Count the lines in the records below that contain the string "dark", treating case as significant, and give only that number.

(Location annotation dataset excerpts)
────────

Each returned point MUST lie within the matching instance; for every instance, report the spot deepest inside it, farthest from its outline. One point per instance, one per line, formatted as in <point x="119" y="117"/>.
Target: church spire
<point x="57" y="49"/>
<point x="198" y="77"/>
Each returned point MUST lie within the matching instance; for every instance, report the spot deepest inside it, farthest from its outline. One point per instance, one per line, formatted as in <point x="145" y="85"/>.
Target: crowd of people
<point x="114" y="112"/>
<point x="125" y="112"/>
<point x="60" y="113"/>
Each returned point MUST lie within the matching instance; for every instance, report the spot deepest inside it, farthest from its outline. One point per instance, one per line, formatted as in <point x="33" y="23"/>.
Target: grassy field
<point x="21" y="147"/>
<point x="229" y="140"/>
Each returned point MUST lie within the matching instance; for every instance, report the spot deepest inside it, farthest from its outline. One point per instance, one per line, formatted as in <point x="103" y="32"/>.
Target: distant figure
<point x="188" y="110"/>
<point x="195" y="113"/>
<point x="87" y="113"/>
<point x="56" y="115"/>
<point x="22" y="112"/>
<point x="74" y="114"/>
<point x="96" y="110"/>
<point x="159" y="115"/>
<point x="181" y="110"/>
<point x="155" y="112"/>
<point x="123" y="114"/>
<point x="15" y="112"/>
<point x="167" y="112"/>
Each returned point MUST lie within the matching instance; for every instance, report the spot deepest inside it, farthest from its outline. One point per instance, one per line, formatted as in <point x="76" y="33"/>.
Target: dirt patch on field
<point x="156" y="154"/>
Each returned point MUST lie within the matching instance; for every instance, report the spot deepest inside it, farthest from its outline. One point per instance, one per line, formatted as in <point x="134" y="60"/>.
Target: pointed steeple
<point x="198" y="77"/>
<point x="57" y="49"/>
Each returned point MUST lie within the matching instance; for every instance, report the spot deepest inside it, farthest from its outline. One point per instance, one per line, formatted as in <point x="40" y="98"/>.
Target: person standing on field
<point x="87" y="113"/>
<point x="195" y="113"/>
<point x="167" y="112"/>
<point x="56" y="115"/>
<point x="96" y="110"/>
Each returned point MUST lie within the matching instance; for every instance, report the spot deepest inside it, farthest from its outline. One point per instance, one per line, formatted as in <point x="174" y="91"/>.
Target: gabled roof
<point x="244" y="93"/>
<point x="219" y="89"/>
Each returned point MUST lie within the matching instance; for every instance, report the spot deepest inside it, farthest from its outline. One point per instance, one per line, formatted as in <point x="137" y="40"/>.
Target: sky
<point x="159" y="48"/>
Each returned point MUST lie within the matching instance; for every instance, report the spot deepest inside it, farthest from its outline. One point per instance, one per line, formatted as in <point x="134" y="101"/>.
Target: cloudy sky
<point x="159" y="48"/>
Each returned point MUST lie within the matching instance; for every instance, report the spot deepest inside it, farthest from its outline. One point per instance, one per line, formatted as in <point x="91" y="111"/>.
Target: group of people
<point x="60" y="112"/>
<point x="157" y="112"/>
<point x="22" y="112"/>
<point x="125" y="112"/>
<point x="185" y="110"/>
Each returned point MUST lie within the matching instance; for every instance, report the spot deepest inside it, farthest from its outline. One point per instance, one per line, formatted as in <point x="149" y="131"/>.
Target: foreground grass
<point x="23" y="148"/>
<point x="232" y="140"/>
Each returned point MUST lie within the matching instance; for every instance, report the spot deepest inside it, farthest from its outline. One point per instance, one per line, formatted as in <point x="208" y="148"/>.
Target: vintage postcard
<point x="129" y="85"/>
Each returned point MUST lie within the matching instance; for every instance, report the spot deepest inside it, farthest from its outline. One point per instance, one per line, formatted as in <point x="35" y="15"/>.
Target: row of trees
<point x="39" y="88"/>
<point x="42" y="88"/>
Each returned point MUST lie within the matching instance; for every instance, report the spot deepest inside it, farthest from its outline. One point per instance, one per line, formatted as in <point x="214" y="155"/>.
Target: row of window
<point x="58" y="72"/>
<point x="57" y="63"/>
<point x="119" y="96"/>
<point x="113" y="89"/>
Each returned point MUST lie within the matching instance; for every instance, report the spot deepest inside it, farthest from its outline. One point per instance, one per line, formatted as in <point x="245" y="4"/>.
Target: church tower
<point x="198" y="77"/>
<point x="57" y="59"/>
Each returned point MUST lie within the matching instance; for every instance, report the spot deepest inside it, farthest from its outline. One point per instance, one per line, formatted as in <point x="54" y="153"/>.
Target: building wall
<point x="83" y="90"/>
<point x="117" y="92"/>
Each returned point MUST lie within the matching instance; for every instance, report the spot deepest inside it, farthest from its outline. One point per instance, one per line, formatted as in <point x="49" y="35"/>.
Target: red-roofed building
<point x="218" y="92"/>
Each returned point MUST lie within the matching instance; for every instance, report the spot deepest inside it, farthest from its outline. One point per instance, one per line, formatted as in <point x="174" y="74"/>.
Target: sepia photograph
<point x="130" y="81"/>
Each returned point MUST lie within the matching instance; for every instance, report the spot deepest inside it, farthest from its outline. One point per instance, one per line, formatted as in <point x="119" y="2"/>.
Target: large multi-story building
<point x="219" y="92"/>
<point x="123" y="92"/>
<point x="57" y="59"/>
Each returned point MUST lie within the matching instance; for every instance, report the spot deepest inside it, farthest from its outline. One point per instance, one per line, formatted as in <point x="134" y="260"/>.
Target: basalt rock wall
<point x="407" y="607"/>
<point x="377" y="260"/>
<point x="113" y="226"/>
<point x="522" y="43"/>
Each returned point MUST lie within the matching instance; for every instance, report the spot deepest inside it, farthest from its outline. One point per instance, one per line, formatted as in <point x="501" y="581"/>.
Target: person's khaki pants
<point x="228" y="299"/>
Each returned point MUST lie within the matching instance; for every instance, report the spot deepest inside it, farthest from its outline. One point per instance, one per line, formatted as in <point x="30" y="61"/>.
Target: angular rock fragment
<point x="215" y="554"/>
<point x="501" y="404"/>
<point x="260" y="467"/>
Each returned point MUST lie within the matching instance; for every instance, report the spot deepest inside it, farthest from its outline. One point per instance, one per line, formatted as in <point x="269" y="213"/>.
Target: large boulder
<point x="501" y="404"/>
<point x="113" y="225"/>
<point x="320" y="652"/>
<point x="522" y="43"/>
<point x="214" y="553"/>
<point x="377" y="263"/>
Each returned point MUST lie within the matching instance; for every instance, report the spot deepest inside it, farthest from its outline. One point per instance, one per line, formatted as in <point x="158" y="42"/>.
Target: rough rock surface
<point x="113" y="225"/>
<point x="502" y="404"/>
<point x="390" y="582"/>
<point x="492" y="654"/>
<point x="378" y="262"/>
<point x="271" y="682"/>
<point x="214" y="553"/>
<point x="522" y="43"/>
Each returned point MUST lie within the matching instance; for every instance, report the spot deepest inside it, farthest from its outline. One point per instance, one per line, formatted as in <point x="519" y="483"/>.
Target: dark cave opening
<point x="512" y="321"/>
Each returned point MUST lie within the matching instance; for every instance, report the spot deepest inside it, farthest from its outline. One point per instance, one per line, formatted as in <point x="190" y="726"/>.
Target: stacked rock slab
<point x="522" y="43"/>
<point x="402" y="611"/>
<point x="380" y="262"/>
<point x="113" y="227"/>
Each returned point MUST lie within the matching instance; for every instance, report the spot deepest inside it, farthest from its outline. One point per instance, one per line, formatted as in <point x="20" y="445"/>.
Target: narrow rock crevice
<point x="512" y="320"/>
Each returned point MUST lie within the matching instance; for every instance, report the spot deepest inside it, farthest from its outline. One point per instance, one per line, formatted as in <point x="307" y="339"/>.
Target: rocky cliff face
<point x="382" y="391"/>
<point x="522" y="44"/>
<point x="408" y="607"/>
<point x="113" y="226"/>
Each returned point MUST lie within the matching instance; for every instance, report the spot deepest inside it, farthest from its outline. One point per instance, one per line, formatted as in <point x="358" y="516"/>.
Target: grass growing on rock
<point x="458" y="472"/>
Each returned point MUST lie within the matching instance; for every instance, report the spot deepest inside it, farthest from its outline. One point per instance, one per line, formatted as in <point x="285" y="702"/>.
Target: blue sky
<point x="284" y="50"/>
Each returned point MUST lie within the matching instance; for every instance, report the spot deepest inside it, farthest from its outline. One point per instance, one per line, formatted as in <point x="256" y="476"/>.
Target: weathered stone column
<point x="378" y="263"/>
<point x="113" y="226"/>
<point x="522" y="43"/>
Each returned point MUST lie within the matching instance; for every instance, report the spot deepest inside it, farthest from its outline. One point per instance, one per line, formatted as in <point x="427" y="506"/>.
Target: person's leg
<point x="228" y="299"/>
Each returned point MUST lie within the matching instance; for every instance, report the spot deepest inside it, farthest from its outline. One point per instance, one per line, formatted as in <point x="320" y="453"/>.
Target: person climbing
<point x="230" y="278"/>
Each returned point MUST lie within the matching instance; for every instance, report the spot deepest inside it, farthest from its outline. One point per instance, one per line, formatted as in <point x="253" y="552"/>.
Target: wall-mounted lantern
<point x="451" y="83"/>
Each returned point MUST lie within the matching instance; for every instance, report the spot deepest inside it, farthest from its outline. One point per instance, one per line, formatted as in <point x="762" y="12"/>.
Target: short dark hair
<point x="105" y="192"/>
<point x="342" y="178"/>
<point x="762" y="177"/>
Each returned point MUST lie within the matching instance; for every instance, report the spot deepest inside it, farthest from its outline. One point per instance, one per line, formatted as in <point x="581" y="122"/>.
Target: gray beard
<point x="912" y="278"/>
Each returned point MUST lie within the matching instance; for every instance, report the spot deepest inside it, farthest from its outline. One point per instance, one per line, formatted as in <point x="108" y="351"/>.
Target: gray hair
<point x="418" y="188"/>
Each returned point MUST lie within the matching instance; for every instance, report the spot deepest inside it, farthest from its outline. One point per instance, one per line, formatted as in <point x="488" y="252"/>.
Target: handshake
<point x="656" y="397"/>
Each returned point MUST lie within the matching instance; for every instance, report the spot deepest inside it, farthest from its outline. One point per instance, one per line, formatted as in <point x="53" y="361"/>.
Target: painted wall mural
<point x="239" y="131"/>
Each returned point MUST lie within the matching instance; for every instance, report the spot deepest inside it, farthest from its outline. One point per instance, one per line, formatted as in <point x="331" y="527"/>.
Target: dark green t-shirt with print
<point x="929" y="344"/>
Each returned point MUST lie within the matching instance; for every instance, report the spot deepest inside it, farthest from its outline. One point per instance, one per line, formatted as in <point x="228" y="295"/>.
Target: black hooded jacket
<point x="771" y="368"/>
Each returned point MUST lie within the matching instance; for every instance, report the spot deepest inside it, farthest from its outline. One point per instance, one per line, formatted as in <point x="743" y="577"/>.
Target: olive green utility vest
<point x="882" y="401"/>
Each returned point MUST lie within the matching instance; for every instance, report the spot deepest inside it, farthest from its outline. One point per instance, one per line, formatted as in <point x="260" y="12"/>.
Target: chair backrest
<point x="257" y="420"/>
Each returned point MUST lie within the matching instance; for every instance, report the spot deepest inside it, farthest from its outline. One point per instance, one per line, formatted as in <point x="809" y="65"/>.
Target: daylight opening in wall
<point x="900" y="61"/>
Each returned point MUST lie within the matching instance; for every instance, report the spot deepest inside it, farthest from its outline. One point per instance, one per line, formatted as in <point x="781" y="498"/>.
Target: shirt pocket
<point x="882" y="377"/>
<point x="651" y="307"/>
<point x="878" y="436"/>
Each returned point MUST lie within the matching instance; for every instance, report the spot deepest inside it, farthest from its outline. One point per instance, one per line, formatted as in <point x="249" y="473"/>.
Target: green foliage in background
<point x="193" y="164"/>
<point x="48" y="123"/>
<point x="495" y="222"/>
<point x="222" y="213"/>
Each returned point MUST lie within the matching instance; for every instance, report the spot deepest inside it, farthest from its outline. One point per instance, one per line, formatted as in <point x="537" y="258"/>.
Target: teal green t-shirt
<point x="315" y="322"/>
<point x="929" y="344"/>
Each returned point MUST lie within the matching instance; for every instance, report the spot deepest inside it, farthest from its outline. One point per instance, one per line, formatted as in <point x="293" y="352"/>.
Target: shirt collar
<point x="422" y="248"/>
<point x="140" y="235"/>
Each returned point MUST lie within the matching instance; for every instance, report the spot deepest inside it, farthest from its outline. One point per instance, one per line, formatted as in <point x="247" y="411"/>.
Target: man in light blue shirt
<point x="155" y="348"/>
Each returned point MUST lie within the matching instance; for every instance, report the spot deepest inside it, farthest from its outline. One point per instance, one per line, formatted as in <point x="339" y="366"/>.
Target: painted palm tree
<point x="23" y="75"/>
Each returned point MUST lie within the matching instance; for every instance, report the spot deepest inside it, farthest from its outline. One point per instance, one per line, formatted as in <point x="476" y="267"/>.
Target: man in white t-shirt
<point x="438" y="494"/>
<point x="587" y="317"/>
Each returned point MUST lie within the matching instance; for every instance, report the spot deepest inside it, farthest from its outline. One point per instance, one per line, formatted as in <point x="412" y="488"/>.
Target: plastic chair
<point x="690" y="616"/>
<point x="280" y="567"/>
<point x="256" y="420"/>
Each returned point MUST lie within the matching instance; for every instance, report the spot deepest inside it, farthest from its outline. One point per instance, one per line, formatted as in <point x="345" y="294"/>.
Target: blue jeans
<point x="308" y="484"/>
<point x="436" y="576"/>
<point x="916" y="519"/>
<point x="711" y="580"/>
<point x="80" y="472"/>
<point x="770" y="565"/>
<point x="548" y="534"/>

────────

**FINISHED EXERCISE:**
3